*Work required*
When you find the line with "Basketball game film review: mark the pile" among the records below, reproduce it and each line after it exactly, ending with the line with "Basketball game film review: mark the thumb".

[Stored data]
+ + +

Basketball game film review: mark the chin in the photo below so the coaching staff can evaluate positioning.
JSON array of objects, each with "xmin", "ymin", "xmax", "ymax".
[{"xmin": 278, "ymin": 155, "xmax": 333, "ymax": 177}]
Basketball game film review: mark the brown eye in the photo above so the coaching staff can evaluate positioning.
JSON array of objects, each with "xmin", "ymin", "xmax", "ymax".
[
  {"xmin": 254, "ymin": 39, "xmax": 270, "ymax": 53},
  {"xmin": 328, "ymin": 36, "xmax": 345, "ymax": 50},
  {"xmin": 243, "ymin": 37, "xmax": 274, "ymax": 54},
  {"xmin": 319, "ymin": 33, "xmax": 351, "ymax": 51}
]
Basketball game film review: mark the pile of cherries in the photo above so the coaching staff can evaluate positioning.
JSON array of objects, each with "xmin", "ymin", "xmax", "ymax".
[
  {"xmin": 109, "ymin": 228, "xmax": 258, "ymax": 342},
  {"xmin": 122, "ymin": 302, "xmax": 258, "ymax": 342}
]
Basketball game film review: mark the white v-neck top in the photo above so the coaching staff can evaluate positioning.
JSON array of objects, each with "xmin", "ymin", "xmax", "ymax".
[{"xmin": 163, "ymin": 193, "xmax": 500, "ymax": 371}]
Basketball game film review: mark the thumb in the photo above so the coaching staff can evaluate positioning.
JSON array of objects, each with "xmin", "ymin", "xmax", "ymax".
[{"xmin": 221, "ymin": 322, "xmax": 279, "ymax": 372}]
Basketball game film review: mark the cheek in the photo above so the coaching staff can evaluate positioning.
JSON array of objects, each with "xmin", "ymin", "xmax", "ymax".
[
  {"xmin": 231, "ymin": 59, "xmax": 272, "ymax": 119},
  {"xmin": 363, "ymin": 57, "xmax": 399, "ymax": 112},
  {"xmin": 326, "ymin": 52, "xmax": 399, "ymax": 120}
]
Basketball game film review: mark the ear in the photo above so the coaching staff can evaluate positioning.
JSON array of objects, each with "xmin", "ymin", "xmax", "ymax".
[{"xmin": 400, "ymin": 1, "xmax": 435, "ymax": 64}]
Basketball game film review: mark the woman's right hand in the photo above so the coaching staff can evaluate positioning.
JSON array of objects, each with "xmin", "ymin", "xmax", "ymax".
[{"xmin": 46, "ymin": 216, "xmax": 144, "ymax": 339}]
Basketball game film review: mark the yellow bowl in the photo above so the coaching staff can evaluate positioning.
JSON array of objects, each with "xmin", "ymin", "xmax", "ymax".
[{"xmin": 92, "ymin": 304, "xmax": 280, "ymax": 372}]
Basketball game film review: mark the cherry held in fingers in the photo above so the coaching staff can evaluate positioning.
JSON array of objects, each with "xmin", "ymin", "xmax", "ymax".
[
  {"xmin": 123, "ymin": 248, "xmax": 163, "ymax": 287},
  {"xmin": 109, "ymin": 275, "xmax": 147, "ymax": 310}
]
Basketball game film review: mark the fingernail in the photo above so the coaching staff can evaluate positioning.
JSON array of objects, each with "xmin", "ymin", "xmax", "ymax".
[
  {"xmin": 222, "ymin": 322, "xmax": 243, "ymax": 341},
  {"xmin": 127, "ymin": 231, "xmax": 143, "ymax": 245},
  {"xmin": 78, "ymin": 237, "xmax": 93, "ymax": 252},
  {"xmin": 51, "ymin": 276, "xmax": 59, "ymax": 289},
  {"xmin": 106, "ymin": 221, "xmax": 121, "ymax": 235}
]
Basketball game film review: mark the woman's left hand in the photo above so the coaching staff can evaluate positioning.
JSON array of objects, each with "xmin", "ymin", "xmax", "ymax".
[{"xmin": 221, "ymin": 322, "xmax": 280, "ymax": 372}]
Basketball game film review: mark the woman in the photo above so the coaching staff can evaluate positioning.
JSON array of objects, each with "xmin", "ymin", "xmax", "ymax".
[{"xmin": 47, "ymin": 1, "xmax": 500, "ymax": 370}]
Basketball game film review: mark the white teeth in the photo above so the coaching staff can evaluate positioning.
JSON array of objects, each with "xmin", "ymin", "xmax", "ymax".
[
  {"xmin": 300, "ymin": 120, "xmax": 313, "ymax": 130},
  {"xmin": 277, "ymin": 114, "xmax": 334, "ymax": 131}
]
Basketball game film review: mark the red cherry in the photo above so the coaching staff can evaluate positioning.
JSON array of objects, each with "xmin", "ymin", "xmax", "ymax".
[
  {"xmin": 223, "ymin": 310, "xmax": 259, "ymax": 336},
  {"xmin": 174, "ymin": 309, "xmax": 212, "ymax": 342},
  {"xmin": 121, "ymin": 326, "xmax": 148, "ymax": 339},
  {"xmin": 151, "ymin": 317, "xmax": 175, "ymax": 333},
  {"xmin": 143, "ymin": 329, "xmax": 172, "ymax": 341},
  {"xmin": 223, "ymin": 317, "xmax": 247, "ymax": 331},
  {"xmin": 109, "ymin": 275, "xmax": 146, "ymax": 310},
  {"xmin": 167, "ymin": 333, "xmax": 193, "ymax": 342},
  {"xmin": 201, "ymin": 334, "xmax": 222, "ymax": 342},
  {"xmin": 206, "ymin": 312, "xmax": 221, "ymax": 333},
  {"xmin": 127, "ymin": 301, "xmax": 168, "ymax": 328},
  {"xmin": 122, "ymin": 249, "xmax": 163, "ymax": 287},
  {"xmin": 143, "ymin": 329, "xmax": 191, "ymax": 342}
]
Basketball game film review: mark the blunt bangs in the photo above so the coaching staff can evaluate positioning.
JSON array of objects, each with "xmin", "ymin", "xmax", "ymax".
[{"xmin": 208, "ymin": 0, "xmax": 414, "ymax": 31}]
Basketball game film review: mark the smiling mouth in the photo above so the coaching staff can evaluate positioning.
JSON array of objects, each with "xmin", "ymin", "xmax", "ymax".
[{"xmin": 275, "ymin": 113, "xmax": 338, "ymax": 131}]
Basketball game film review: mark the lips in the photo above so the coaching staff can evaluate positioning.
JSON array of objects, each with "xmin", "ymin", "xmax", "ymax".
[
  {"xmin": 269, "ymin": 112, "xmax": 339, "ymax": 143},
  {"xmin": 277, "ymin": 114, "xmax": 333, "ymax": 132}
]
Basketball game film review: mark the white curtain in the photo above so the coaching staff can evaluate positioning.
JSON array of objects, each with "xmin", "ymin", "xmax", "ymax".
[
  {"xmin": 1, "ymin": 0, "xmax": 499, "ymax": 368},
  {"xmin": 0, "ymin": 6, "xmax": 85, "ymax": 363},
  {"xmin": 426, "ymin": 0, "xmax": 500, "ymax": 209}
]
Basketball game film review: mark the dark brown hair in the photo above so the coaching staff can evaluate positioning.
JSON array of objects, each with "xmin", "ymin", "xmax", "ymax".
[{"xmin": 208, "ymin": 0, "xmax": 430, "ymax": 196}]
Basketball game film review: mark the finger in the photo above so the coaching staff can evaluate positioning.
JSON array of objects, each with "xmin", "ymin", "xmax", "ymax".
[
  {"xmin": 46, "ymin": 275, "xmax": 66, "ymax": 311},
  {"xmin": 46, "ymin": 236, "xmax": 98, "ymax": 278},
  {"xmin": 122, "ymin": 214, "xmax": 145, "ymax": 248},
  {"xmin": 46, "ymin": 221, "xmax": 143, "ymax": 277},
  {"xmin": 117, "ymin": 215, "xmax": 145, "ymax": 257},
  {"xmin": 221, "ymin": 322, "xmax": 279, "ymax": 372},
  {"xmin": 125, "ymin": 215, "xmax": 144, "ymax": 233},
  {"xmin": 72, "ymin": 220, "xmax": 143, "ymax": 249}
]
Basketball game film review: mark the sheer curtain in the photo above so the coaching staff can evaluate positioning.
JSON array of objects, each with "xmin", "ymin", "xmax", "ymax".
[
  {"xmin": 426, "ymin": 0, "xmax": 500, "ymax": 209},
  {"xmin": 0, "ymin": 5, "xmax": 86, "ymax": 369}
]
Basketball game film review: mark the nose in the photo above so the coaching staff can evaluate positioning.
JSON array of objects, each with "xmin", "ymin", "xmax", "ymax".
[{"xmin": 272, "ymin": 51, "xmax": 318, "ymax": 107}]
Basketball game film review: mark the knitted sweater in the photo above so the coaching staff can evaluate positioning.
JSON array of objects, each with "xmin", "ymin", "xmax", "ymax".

+ + +

*Response to this task*
Basketball game film review: mark the pile of cherries in the photo above so the coaching staff can evaluate positioning.
JSON array of objects, each with "xmin", "ymin", "xmax", "ymax".
[
  {"xmin": 109, "ymin": 228, "xmax": 258, "ymax": 342},
  {"xmin": 122, "ymin": 302, "xmax": 258, "ymax": 342}
]
Basketball game film review: mark the white v-neck top in the photo above so the coaching staff can evaluate positioning.
JSON array of objects, each with "xmin", "ymin", "xmax", "ymax".
[{"xmin": 163, "ymin": 193, "xmax": 500, "ymax": 371}]
Basketball game film review: mark the thumb in the photo above so the coaching staff can evaluate positioning.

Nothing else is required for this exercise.